PROBLEM DESCRIPTION –
Please print the data again exactly as given.

INPUT FOR THIS TASK –
********************
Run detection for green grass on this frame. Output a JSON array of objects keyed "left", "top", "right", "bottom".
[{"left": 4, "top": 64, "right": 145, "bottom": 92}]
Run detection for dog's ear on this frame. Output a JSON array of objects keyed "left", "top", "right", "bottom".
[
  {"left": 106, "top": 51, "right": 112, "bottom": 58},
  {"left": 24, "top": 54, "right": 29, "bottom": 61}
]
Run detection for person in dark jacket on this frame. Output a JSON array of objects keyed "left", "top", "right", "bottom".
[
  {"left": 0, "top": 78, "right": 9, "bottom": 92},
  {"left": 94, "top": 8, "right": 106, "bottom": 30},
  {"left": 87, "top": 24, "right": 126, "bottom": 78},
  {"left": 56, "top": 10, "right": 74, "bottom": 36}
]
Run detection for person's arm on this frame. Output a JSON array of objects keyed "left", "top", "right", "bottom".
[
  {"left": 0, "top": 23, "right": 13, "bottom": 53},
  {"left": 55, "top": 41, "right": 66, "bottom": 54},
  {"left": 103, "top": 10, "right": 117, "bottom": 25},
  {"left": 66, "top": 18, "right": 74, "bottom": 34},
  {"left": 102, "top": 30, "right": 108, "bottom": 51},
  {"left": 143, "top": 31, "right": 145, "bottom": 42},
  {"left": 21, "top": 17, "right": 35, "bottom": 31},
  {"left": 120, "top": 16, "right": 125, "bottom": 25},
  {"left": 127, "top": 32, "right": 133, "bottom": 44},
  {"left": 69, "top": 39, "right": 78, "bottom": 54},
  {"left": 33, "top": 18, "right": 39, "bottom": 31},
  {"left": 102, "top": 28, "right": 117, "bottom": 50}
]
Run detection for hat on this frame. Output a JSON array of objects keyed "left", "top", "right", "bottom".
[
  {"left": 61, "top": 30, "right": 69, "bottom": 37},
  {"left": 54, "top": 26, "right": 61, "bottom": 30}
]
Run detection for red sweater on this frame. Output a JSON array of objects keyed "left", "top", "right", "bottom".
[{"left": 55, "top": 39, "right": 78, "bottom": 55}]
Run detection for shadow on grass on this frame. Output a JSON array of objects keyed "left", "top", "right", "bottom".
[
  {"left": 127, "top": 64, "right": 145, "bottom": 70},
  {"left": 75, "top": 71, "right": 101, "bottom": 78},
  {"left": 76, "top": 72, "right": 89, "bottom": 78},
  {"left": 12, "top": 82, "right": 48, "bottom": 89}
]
********************
RESULT –
Run detection for green grass on this frame. Output a JSON array of objects keyed "left", "top", "right", "bottom".
[{"left": 4, "top": 64, "right": 145, "bottom": 92}]
Run detection for dog's ear on this frame. Output a JSON array of objects keyed "left", "top", "right", "bottom".
[
  {"left": 106, "top": 51, "right": 112, "bottom": 58},
  {"left": 24, "top": 54, "right": 29, "bottom": 61}
]
Run detection for person in dark jacket on this frame. Output a JSON array of objects keyed "left", "top", "right", "bottom".
[
  {"left": 0, "top": 78, "right": 9, "bottom": 92},
  {"left": 94, "top": 8, "right": 106, "bottom": 30},
  {"left": 87, "top": 24, "right": 126, "bottom": 78},
  {"left": 56, "top": 10, "right": 74, "bottom": 36}
]
Run detection for person's arm on this frame. Output a JSON array of objects keyed "left", "top", "right", "bottom".
[
  {"left": 0, "top": 23, "right": 13, "bottom": 53},
  {"left": 55, "top": 41, "right": 66, "bottom": 54},
  {"left": 103, "top": 10, "right": 117, "bottom": 25},
  {"left": 66, "top": 18, "right": 74, "bottom": 34},
  {"left": 102, "top": 30, "right": 108, "bottom": 51},
  {"left": 143, "top": 31, "right": 145, "bottom": 42},
  {"left": 21, "top": 17, "right": 35, "bottom": 31},
  {"left": 120, "top": 16, "right": 125, "bottom": 25},
  {"left": 127, "top": 32, "right": 133, "bottom": 44},
  {"left": 69, "top": 39, "right": 78, "bottom": 54},
  {"left": 33, "top": 18, "right": 39, "bottom": 31},
  {"left": 102, "top": 28, "right": 117, "bottom": 50}
]
Run detection for hat on this frame. Output a JSON array of objects keyed "left", "top", "right", "bottom".
[
  {"left": 61, "top": 30, "right": 69, "bottom": 37},
  {"left": 54, "top": 26, "right": 61, "bottom": 30}
]
Run detection for red sweater on this frame. Output a JSON array of objects keyed "left", "top", "right", "bottom".
[{"left": 55, "top": 39, "right": 78, "bottom": 55}]
Run detection for shadow on grass on this frame. Output a JSON array of objects keyed "left", "top", "right", "bottom".
[
  {"left": 127, "top": 64, "right": 145, "bottom": 70},
  {"left": 75, "top": 71, "right": 101, "bottom": 78},
  {"left": 76, "top": 72, "right": 89, "bottom": 78},
  {"left": 12, "top": 82, "right": 48, "bottom": 89}
]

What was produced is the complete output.